Geselecteerd fragment
════════════════
Met hoeveel ambitie trekken de Belgische judoka’s dit weekend naar de wereldkampioenschappen in München? En hoe onbekend is de bondscoach? Een gesprek om het goed te maken.

Doen wij Alexandr Jatskevich (43) recht? Sasja. Eerst was hij een Letse Rus. Zoon van een officier die zijn legerdienst aan de rand van de toenmalige Sovjet-Unie deed. Later, in 1989, kwam Jatskevich naar hier. Na een carrière met drie Europese judotitels en één bronzen olympische medaille werd hij Russische Belg. Vermoedelijk was dat geen crescendo in zijn leven.
════════════════
Wat je doet
- A) Haal woordelijk een stuk uit het fragment over bondscoach Jatskevich. Begin bij de woorden "Doen wij Alexandr" en stop na "in zijn leven.".
- B) Hoeveel Europese judotitels behaalde Jatskevich volgens het fragment over bondscoach Jatskevich?
════════════════
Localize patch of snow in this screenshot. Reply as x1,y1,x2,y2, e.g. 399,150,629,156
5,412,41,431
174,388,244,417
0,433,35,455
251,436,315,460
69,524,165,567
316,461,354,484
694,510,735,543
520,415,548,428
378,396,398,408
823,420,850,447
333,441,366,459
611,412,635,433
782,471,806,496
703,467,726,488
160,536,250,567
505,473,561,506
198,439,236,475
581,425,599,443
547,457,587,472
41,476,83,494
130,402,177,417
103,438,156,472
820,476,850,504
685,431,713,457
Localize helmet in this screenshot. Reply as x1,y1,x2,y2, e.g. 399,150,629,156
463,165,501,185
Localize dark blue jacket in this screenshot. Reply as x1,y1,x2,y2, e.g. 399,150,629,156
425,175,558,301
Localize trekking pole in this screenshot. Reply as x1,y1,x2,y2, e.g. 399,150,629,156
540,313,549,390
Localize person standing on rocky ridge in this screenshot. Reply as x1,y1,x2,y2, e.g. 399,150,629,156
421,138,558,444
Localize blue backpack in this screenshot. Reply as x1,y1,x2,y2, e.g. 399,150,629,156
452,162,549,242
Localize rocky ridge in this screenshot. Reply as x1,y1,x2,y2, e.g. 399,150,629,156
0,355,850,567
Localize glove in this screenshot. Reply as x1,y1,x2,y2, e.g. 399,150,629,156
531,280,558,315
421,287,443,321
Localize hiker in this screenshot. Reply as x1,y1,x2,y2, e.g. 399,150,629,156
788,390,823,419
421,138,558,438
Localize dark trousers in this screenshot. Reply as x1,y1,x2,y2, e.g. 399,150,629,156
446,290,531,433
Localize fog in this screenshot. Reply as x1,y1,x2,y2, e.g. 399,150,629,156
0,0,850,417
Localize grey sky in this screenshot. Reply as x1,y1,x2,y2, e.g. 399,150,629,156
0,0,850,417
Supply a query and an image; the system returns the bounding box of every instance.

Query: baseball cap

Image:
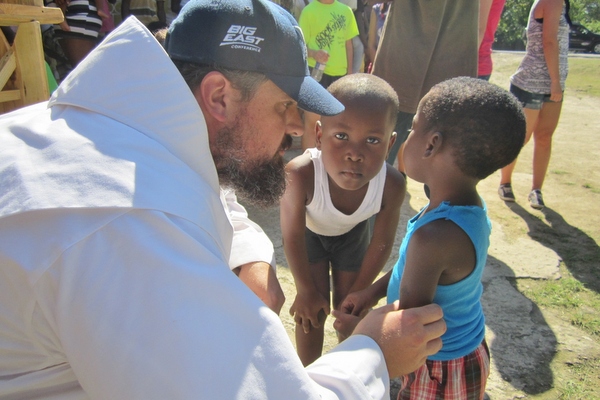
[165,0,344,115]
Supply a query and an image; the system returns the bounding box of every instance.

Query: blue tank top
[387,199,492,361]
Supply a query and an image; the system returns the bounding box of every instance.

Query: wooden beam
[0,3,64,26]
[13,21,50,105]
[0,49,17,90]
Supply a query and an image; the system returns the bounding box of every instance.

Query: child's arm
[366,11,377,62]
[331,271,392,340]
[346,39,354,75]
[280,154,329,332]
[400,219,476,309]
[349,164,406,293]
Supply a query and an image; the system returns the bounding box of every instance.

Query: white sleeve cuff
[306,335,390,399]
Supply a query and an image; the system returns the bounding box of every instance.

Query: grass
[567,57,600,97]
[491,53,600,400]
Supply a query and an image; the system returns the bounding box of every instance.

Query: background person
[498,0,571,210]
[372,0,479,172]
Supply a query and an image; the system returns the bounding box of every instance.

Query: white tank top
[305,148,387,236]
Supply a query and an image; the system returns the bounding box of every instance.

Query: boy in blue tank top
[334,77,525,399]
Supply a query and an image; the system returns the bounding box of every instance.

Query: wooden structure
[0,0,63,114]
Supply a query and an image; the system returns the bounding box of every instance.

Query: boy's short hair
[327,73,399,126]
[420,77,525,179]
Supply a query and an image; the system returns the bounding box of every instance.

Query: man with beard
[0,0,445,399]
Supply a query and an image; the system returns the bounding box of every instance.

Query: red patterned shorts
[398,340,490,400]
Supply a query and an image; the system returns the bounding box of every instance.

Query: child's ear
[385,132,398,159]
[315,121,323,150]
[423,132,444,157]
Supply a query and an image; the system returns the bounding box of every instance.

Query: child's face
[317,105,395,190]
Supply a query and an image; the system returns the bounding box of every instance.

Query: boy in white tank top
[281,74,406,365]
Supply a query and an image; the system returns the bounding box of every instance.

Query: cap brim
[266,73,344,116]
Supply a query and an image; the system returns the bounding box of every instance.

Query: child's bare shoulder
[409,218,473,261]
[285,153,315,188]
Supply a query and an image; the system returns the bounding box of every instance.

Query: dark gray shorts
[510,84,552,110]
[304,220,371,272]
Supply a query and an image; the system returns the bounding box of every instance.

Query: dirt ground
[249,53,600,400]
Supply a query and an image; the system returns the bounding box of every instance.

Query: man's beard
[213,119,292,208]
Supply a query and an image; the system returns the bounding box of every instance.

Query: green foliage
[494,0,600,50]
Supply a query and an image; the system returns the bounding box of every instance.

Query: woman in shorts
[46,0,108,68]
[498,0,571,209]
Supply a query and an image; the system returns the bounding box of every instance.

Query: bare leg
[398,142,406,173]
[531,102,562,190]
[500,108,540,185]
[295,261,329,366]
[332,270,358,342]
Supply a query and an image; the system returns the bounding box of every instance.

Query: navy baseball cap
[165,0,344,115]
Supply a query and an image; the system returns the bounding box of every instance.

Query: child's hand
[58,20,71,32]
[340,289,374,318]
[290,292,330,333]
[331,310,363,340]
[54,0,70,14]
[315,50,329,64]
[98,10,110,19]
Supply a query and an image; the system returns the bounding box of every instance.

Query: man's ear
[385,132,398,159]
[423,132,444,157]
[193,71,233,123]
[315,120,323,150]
════════════════
Oplossingen
- A)
Doen wij Alexandr Jatskevich (43) recht? Sasja. Eerst was hij een Letse Rus. Zoon van een officier die zijn legerdienst aan de rand van de toenmalige Sovjet-Unie deed. Later, in 1989, kwam Jatskevich naar hier. Na een carrière met drie Europese judotitels en één bronzen olympische medaille werd hij Russische Belg. Vermoedelijk was dat geen crescendo in zijn leven.

- B) Jatskevich behaalde drie Europese judotitels.